“Kolaborasi kami dengan BP2MI sangat intens. Masalah penempatan, kami di Pemprov Sulsel sudah membentuk layanan terpadu satu atap, sinergi dan kolaborasi dengan kabupaten/kota, khususnya menyangkut kelengkapan administrasi PMI,” kata dia.
Terlebih lagi, saat ini semua PMI yang berangkat ke luar negeri harus menggunakan sertifikat kompetensi. Itu sebabnya, Ardiles mengaku menjalin sinergi dengan seluruh pihak, agar kelengkapan para PMI bisa lengkap dan tuntas.
“Soal pengawasan, kami bersama Polda, Imigrasi, Pelindo, Angkasa Pura, BP3MI, bersatu melakukan pengawasan di pintu keluar, termasuk Pelabuhan Soekarno-Hatta dan Pelabuhan Garongkong. Di Parepare sudah ketat, makanya ada jalur lain di Barru. Kami sudah koordinasi dengan Polda untuk mengawasi PMI yang melewati jalur seperti itu,” sebutnya.
Berkaitan dengan kondisi PMI ilegal dari Sulsel, Ardiles mengakui masih ada delapan daerah yang menjadi kontributor terbesar. Seperti Bulukumba, Jeneponto, Bantaeng, Sinjai, Bone, dan Pinrang.

* * *

**SOAL LATIHAN**
- A) Tentukan apakah setiap pernyataan berikut sesuai dengan teks halaman: (i) Semua PMI yang berangkat ke luar negeri saat ini wajib memakai sertifikat kompetensi. (ii) Pengawasan di Parepare disebut masih longgar. (iii) Pemprov Sulsel sudah membentuk layanan terpadu satu atap. Jawab ya atau tidak untuk masing-masing, lalu kutip kata-kata penentu dari teks secara persis.
- B) Tuliskan ulang secara persis bagian teks halaman di antara "Berkaitan dengan kondisi" dan "Bone, dan Pinrang.", termasuk kedua bagian tersebut.

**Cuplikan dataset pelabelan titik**
* * *

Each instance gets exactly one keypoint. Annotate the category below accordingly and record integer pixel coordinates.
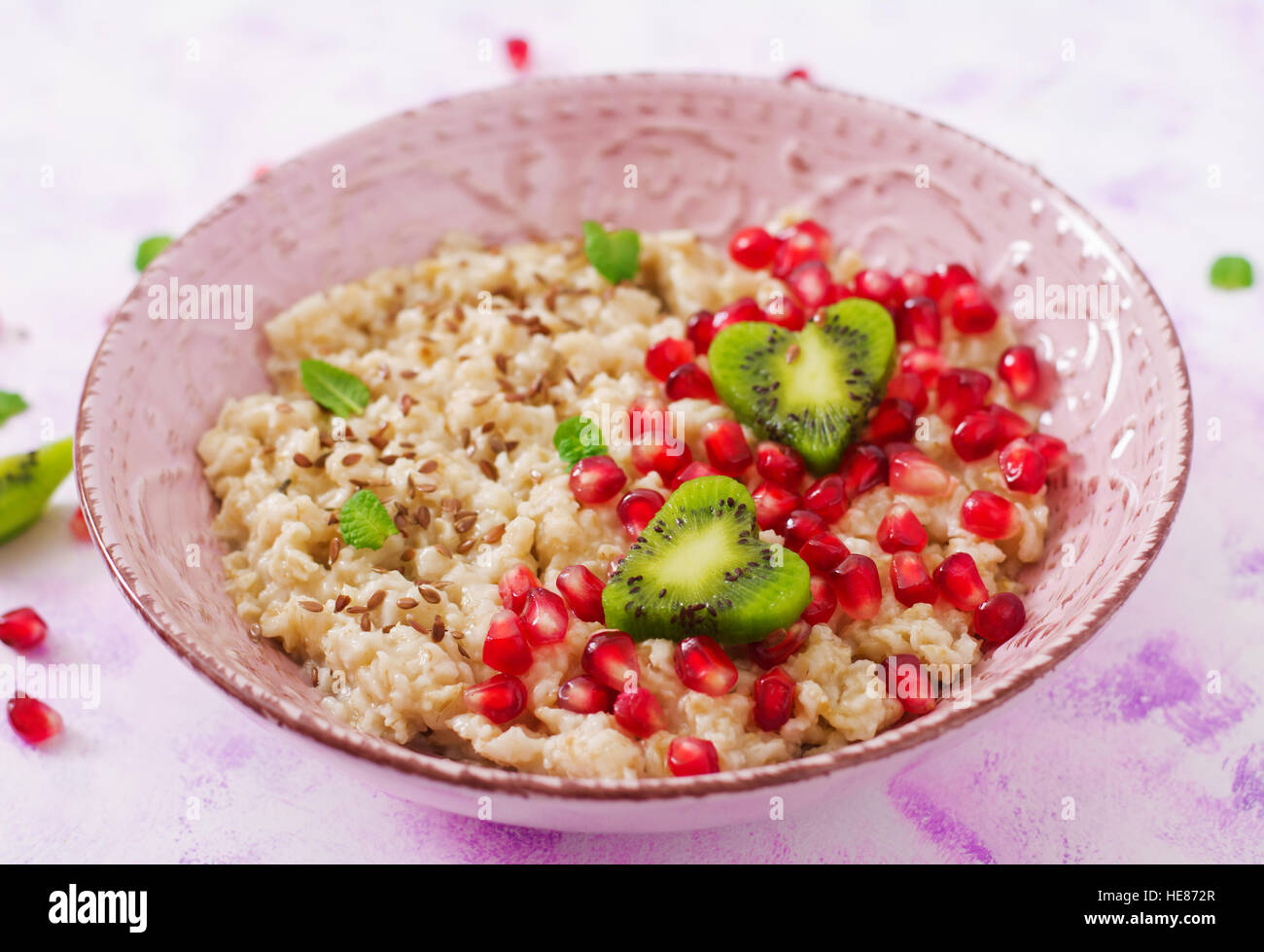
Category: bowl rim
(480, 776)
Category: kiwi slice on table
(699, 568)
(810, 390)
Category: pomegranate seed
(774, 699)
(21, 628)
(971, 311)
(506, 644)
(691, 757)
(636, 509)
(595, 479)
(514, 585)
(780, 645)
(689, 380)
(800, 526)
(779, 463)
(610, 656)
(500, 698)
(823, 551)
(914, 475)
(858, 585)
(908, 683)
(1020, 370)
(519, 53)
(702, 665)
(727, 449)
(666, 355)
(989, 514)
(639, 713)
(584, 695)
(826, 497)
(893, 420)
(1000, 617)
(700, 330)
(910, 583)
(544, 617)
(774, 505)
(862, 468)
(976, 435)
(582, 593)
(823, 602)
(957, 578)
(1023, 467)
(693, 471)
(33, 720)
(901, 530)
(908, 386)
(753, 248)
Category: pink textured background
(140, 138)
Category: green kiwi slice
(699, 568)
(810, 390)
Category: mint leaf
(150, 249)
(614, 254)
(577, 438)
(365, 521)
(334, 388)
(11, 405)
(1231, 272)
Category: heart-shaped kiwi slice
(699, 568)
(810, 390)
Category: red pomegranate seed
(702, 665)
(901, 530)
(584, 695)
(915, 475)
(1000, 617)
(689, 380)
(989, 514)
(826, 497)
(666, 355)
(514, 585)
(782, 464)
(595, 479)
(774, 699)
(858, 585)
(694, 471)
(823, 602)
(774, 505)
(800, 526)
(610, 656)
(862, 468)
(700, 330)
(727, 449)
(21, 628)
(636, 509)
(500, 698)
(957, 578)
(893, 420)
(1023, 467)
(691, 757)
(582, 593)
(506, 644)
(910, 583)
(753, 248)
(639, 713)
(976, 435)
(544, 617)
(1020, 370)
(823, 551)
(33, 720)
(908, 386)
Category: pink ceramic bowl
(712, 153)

* * *

**HASIL JAWABAN**
- A)
(i) Ya: "saat ini semua PMI yang berangkat ke luar negeri harus menggunakan sertifikat kompetensi"
(ii) Tidak: "Di Parepare sudah ketat"
(iii) Ya: "kami di Pemprov Sulsel sudah membentuk layanan terpadu satu atap"

- B)
Berkaitan dengan kondisi PMI ilegal dari Sulsel, Ardiles mengakui masih ada delapan daerah yang menjadi kontributor terbesar. Seperti Bulukumba, Jeneponto, Bantaeng, Sinjai, Bone, dan Pinrang.